### Texte à lire
Un esprit maladroit pourrait s’imaginer que le spectacle n’aborde que des thématiques purement issues de l’identité noire, mais pour les noirs qui vivent au Québec, la culture blanche est inévitablement une partie de leur identité. Dans le spectacle, la négritude n’est pas caractérisée seulement par l’identité noire, mais par l’identité d’artiste, qui se nourrit de sa culture pour créer à son tour:
« On a choisi des extraits de textes, films, de séries, de pièces de théâtre, pour bâtir une forme nouvelle mythologie. On appelle ça aussi une cosmogonie; c’est comme de créer un monde à travers cette identité-là qu’on est pas habitués à mettre de l’avant. »
Questionnée à savoir si l’idée était plutôt de s’adresser aux noirs par solidarité, ou encore au blancs pour mieux se comprendre, Mélanie devient incertaine. À mi-chemin entre les deux, elle me raconte qu’à travers la création du spectacle ils pensaient avant tout à ce qu’ils ressentaient le besoin de dire. Puis cette démarche a éveillée de questionnements révélant l’importance de faire un tel spectacle: une enseignante de littérature à qui on avait demandé d’écrire un texte a refusé l’exercice, ayant l’impression inconfortable d'être en train expliquer aux blancs les références:
« Cette prof-là disait “si les gens connaissent pas la référence à "Strange Fruit" de Nina Simone, c’est une ignorance programmée. "Strange fruit" c’est pas un fruit, c’est le corps d’une personne lynchée qu’on regarde pendant un pique-nique. Si quelqu'un ne comprend pas, est-ce que je me mets à l’expliquer dans le spectacle? Ça devient quelque chose de pédagogique et didactique, personne veut ça! »

### Données enregistrées
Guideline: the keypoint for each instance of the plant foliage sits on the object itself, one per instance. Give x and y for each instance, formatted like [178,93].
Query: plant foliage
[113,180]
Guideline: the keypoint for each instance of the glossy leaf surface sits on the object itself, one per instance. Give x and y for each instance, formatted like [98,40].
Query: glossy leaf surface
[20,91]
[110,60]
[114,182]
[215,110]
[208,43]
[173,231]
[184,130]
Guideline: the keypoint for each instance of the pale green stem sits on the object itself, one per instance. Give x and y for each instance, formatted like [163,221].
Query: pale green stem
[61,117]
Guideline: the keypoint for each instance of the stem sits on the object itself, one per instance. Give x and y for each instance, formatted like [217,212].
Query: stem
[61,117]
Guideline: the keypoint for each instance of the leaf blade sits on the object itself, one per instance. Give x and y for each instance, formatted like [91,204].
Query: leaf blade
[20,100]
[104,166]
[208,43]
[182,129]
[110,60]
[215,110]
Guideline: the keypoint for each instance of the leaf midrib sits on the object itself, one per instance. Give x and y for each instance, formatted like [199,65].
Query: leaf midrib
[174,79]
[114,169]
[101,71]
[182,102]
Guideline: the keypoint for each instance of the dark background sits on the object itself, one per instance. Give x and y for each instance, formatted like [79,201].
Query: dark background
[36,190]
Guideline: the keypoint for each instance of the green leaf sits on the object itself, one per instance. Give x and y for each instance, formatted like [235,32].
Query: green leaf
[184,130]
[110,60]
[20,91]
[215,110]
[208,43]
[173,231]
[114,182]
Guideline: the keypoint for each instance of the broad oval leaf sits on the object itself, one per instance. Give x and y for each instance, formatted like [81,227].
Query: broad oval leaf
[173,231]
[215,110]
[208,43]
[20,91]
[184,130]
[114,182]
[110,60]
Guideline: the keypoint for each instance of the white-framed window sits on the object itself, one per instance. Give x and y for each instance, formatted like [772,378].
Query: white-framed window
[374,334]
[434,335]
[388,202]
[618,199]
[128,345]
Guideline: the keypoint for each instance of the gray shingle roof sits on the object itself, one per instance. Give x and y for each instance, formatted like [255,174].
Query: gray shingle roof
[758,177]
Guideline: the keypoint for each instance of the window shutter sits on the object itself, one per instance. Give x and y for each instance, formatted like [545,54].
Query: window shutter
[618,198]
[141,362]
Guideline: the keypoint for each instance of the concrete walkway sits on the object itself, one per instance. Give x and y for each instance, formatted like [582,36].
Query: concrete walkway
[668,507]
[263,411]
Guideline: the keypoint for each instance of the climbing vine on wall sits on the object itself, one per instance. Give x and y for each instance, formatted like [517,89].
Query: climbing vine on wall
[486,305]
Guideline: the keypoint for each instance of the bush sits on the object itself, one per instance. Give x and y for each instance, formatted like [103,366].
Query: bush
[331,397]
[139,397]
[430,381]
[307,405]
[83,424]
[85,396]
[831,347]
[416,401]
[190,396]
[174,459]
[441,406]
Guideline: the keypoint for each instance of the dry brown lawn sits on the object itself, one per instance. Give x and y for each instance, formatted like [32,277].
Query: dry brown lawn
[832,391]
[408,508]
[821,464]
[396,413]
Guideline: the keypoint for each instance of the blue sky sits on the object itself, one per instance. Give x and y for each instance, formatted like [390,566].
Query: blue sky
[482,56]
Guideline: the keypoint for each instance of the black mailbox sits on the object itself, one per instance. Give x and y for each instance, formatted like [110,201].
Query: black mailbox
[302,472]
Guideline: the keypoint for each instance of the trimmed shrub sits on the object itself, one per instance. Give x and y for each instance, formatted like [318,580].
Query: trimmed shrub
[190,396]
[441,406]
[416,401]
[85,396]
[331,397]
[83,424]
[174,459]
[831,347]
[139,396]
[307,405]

### Exercice donné A
D’après le texte sur le spectacle, pourquoi l’enseignante de littérature a-t-elle refusé d’écrire un texte ? Réponds en une à trois phrases.
### Exercice donné B
Écris la suite du texte sur le spectacle, en reprenant juste après sa dernière phrase.

### Réponse écrite A
Elle avait l’impression gênante d’être en train d’expliquer les références aux blancs. Pour elle, si quelqu’un ne comprend pas une référence comme « Strange Fruit » de Nina Simone, l’expliquer dans le spectacle le rendrait pédagogique et didactique, et personne ne veut ça.

### Réponse écrite B
Ce dilemme amène la réflexion plus loin, mais aucune réponse facile n’apparaît devant la question. Ça reste une expérience rafraîchissante pour Mélanie et ses acolytes d’être entourée de gens qui les encouragent à foncer et à parler de ces sujets en toute transparence.
Dans un Québec qui remet encore en question l’existence d’un racisme systémique, et où les minorités étaient jusqu’à présent plutôt ignorées par les castings, un isolement culturel se crée et les artistes du Cabaret noir sentent leur identité se cristalliser autour de la culture afro-américaine. Se reconnaissant plus dans les médias américains que dans nos médias, les artistes du Cabaret noir partagent des modèles afro-américains, en reconnaissant qu'ils sont des modèles imparfaits:
« Je peux te raconter ce que ça m’a fait la première fois que j’ai vu Lisa Bonet dans The Cosby Show, de voir une fille noire que je trouvais belle, pour la première fois de ma vie! Je me suis dit “ça se peut d’être noire et d’être belle”. »
Le Québec n’est pas négligé pour autant, avec la réinterprétation de personnages comme Doualé de Passe-Partout ou Lucie Baptiste de Lance et compte. En mentionnant le travail d’Émilie Monnet sur l’esclave panise Marguerite Duplessis, elle souligne que pour un peuple comme les Québécois, qui a vécu l’oppression du colonialisme, il est difficile de s’imaginer comme une figure d’oppresseur à son tour, mais que l’esclavage a bel et bien eu lieu au Québec.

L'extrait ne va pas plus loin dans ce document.